* [Tasks and exercises]:
(1) Please sum up the Fort Worth thread in two sentences.
(2) Supply the next part of the Fort Worth thread, picking up where it stops.

* [Passage]:
=== Begin Enclosure ===

# Fort Worth, TX



## Xan's Mom (Jun 29, 2013)

Hey friends, 

I am a GSD owner in the Dallas/Ft Worth area and am looking for a place to eventually do protection training with my pup, Xander. He is 4.5 months right now and just under 50lbs, fully house trained and obedience trained (sit, down, wait, come, stay, heel, plus some tricks), as well as socialized with dogs and people. 

I am a young female musician and therefore am in a bar scene/concert atmosphere 4-5 nights a week (Xan is with with me all the time even now) and my plan is to have him trained as a personal protection partner. While I am not new to dogs by any means, I have raised ACDs and other working dogs for years, but Germans and the protection training process are new to me. Any suggestions on where to start? References? I really want someone to let me be the handler and teach me the process, not just drop him off and pick him up trained. Any input is appreciated! 

Whitney


----------



## amermirza (Apr 2, 2013)

=== End Enclosure ===

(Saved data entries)
=== Begin Enclosure ===

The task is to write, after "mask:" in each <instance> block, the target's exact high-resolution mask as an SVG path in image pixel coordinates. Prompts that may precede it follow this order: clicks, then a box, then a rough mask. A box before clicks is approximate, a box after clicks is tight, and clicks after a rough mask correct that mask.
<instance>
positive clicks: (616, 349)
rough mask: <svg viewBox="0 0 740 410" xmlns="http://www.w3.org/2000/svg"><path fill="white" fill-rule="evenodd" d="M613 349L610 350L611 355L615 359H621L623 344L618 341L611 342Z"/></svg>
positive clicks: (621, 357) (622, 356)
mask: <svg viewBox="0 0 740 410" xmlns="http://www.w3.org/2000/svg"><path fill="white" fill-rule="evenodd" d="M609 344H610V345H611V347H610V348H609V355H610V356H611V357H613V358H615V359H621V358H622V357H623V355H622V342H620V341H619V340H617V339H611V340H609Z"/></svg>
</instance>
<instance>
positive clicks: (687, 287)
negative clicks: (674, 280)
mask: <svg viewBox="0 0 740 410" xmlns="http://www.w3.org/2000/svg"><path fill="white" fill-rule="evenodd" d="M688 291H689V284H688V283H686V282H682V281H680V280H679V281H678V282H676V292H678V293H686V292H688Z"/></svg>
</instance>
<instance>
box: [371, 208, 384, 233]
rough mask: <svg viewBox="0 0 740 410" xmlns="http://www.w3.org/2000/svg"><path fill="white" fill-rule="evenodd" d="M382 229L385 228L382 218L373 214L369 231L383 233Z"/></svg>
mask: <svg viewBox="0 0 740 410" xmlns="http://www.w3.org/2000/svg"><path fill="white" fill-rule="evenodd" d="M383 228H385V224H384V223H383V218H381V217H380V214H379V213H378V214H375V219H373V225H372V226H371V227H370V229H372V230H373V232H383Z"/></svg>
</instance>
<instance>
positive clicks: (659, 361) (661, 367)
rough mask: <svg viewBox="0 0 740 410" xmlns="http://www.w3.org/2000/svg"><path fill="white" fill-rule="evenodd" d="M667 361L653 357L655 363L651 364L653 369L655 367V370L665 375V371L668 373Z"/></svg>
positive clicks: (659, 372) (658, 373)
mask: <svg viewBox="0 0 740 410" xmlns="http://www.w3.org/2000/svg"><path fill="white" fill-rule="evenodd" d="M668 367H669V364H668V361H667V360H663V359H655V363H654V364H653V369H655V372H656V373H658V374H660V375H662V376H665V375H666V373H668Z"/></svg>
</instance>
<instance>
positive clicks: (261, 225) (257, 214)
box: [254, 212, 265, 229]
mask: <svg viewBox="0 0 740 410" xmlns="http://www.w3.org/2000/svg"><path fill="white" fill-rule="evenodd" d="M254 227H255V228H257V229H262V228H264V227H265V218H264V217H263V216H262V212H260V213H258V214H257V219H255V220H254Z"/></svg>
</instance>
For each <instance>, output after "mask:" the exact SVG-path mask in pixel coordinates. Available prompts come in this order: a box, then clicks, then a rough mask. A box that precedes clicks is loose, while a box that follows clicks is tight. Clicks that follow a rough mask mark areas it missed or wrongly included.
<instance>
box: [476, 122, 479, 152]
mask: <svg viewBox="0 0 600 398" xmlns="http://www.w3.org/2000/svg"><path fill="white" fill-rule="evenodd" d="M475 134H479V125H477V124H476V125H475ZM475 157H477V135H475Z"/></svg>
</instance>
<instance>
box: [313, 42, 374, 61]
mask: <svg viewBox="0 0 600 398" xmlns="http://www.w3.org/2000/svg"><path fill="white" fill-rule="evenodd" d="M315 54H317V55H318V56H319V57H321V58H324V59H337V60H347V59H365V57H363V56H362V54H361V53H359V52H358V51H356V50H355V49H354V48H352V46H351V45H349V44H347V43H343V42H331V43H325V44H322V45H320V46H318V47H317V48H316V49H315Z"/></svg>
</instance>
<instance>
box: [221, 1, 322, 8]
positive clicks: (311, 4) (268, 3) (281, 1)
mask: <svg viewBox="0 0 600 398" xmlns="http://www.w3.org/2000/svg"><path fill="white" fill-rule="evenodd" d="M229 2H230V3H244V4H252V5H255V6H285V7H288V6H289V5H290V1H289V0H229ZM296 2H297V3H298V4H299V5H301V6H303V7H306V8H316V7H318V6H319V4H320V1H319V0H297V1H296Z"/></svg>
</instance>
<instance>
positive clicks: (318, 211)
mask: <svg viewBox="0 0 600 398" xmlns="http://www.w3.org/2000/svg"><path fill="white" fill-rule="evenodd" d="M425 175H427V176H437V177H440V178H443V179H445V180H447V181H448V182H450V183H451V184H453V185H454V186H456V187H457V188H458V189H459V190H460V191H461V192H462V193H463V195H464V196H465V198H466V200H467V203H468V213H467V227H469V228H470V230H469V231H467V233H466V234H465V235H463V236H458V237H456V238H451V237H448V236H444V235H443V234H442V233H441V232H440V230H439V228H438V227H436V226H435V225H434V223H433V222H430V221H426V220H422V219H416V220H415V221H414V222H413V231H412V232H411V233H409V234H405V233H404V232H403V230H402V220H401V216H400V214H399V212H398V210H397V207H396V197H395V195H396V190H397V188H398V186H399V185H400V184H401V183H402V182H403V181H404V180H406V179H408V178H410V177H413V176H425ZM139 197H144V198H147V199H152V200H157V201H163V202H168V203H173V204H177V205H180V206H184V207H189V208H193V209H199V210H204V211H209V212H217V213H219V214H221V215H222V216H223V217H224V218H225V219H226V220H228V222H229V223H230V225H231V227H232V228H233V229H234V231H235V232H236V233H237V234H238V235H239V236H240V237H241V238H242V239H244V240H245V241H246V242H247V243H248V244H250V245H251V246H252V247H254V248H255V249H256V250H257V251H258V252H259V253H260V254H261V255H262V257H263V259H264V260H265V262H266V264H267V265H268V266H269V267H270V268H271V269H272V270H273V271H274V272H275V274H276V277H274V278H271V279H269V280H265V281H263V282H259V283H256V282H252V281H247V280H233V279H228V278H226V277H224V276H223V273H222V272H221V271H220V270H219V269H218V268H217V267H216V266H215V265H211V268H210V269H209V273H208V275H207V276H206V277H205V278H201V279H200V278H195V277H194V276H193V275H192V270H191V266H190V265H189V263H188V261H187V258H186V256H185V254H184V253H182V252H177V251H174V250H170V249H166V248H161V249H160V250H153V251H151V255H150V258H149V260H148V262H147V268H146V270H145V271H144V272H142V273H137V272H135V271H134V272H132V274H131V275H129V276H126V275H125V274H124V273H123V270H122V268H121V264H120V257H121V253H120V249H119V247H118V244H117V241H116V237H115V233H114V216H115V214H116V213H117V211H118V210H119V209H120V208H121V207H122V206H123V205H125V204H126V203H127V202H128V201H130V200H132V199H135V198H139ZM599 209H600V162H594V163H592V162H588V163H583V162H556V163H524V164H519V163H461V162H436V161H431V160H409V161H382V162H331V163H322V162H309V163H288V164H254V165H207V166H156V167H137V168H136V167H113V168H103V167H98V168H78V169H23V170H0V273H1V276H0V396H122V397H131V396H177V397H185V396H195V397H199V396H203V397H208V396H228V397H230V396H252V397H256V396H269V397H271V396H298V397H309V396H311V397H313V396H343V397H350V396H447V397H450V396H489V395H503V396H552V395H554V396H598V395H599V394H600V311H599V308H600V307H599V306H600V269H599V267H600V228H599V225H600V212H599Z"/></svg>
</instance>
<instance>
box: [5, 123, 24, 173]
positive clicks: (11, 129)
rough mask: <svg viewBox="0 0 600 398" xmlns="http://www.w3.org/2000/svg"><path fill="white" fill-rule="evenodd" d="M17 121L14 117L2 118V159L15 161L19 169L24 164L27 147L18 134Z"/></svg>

=== End Enclosure ===

* [Results for each task]:
(1) A German Shepherd owner in the Dallas/Fort Worth area is looking for a place to eventually do protection training with a 4.5-month-old pup named Xander, who is already house trained, obedience trained and socialized with dogs and people. The poster, who spends 4-5 nights a week in bar and concert settings with the dog, plans to have him trained as a personal protection partner and asks for suggestions and references for a trainer who will teach the owner to be the handler.

(2)
Whitney,

When Nooki was 4 months to about 6 months, she used to be shy and scared. When a dog barked, she would run behind us and hide. If visitors came, she hid in the crate. I wanted her to get some protection training to get bold. However, few friends recommended to wait. They get mature and understanding after they turn about a year old.

Nooki is now 1 year old and if a dog barks at us, she growls and tries to take em out. If we take her to offleash parks and some dog messes with her, she will not shy or backout. She shows agressiveness & she can jump and try to tear the other dogs year. Few months back, we didnt think this could happen. However, she is SUPER friendly with humans and dogs (especially smaller dogs).

My Point: Wait and give your GSD some time. They will have natural protection instinct once they mature (12-18 month timeframe). They will get tough & they will start sensing fear and protection instincts are going to be natural. Dont invest too much till they mature a bit more. You may realize you may not even need it.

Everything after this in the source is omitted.